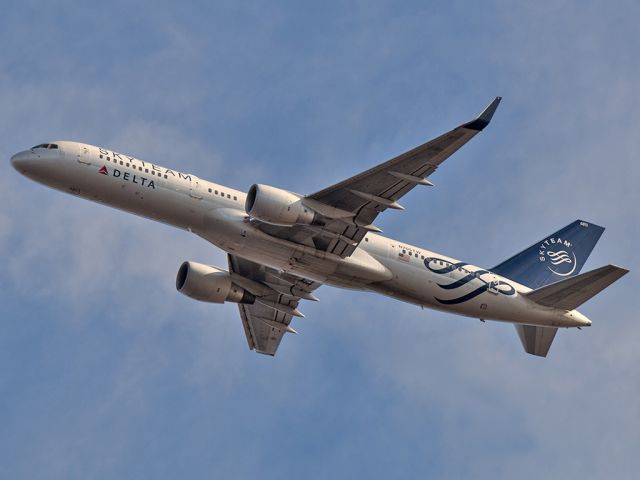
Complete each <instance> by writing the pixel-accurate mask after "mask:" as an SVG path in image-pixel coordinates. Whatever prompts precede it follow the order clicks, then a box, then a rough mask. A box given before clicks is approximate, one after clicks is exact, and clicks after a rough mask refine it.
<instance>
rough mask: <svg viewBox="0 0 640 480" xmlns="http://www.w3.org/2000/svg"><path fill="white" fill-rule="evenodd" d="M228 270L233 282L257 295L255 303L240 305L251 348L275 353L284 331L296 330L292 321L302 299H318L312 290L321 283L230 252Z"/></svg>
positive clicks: (272, 353) (249, 344)
mask: <svg viewBox="0 0 640 480" xmlns="http://www.w3.org/2000/svg"><path fill="white" fill-rule="evenodd" d="M228 260H229V272H230V273H231V275H232V279H233V281H234V283H236V284H238V285H240V286H242V287H243V288H245V289H246V290H248V291H250V292H251V293H252V294H253V295H255V297H256V301H255V302H254V303H253V304H238V308H239V310H240V317H241V319H242V326H243V327H244V332H245V335H246V337H247V342H248V344H249V348H250V349H251V350H255V351H256V352H258V353H263V354H266V355H275V353H276V350H277V349H278V346H279V345H280V341H281V340H282V337H283V335H284V334H285V333H287V332H289V333H296V331H295V330H294V329H293V328H291V326H290V323H291V320H292V318H293V317H294V316H297V317H302V316H303V315H302V314H301V313H300V312H299V311H298V308H297V307H298V303H299V302H300V300H301V299H303V298H305V299H309V300H317V298H316V297H315V296H314V295H313V293H311V292H312V291H313V290H315V289H316V288H318V287H319V286H320V284H319V283H317V282H312V281H310V280H306V279H303V278H299V277H294V276H293V275H289V274H285V273H281V272H278V271H277V270H274V269H272V268H269V267H266V266H264V265H260V264H258V263H255V262H251V261H249V260H245V259H243V258H240V257H238V256H235V255H228Z"/></svg>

EXERCISE DIRECTIONS: Can you copy all of the material above word for word, leaving out the pictures?

EXERCISE RESULT:
Complete each <instance> by writing the pixel-accurate mask after "mask:" as an SVG path in image-pixel coordinates. Whatever prompts precede it follow the order clicks, then a box, then a rough mask. A box given before clicks is approximate, one after clicks is exact, and clicks after a rough mask refine it.
<instance>
rough mask: <svg viewBox="0 0 640 480" xmlns="http://www.w3.org/2000/svg"><path fill="white" fill-rule="evenodd" d="M228 270L233 282L257 295L255 303L240 305L251 348L275 353L284 331L296 330L292 321L302 299H318L312 290L321 283L230 252Z"/></svg>
positive clicks: (272, 353) (249, 344)
mask: <svg viewBox="0 0 640 480" xmlns="http://www.w3.org/2000/svg"><path fill="white" fill-rule="evenodd" d="M228 260H229V272H230V273H231V275H232V279H233V281H234V283H236V284H238V285H240V286H242V287H243V288H245V289H246V290H248V291H250V292H251V293H252V294H253V295H255V297H256V301H255V302H254V303H253V304H238V308H239V310H240V317H241V319H242V326H243V327H244V332H245V335H246V337H247V342H248V344H249V348H250V349H251V350H255V351H256V352H258V353H263V354H266V355H275V353H276V350H277V349H278V346H279V345H280V341H281V340H282V337H283V335H284V334H285V333H287V332H289V333H296V331H295V330H294V329H293V328H291V326H290V323H291V320H292V318H293V317H294V316H297V317H302V316H303V315H302V314H301V313H300V312H299V311H298V308H297V307H298V303H299V302H300V300H301V299H303V298H305V299H309V300H317V298H316V297H315V296H314V295H313V293H311V292H312V291H313V290H315V289H316V288H318V287H319V286H320V284H319V283H317V282H312V281H310V280H306V279H303V278H299V277H294V276H293V275H289V274H285V273H281V272H278V271H277V270H274V269H272V268H269V267H266V266H264V265H260V264H258V263H255V262H251V261H249V260H245V259H243V258H240V257H238V256H235V255H228Z"/></svg>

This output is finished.